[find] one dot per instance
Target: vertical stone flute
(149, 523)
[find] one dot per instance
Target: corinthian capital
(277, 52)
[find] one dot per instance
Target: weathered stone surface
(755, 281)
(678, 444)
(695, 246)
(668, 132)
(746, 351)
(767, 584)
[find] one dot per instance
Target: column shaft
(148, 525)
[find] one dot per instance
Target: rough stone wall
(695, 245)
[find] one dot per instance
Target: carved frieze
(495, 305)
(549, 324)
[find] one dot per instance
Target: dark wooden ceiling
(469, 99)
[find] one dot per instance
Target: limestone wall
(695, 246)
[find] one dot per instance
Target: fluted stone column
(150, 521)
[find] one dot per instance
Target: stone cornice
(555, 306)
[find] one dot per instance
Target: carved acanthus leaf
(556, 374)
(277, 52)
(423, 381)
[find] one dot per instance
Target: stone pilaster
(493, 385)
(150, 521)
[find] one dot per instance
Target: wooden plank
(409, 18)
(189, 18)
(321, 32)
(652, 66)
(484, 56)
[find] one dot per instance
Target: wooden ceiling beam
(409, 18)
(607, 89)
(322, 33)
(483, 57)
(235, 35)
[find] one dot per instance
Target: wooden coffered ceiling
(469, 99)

= = = = = = =

**Directive:** Write out the entries above once more, without altering anything.

**Solution to the problem:**
[find] one dot per instance
Target: vertical stone flute
(149, 523)
[find] one dot per instance
Target: corinthian capital
(277, 52)
[find] one dot per instance
Target: weathered stone surface
(755, 281)
(678, 444)
(695, 246)
(668, 132)
(746, 351)
(767, 584)
[find] one dot per instance
Target: column shaft
(148, 525)
[find] one dot per instance
Target: rough stone wall
(695, 245)
[find] one dot per instance
Target: carved frieze
(495, 305)
(549, 324)
[find] one dot per instance
Target: dark wooden ceiling
(469, 99)
[find] one dot per instance
Target: limestone wall
(695, 246)
[find] one dot per instance
Target: fluted stone column
(150, 521)
[find] one dot per instance
Target: stone cornice
(555, 306)
[find] one dot per instance
Target: carved acanthus leaf
(556, 374)
(277, 52)
(423, 381)
[find] one dot per instance
Target: stone pilaster
(493, 385)
(150, 521)
[find] one dot per instance
Target: wooden plank
(409, 18)
(189, 18)
(321, 32)
(652, 66)
(484, 56)
[find] one dot per instance
Target: wooden ceiling beam
(409, 18)
(607, 89)
(322, 33)
(483, 57)
(235, 35)
[find] one dot per instance
Target: wooden coffered ceiling
(469, 99)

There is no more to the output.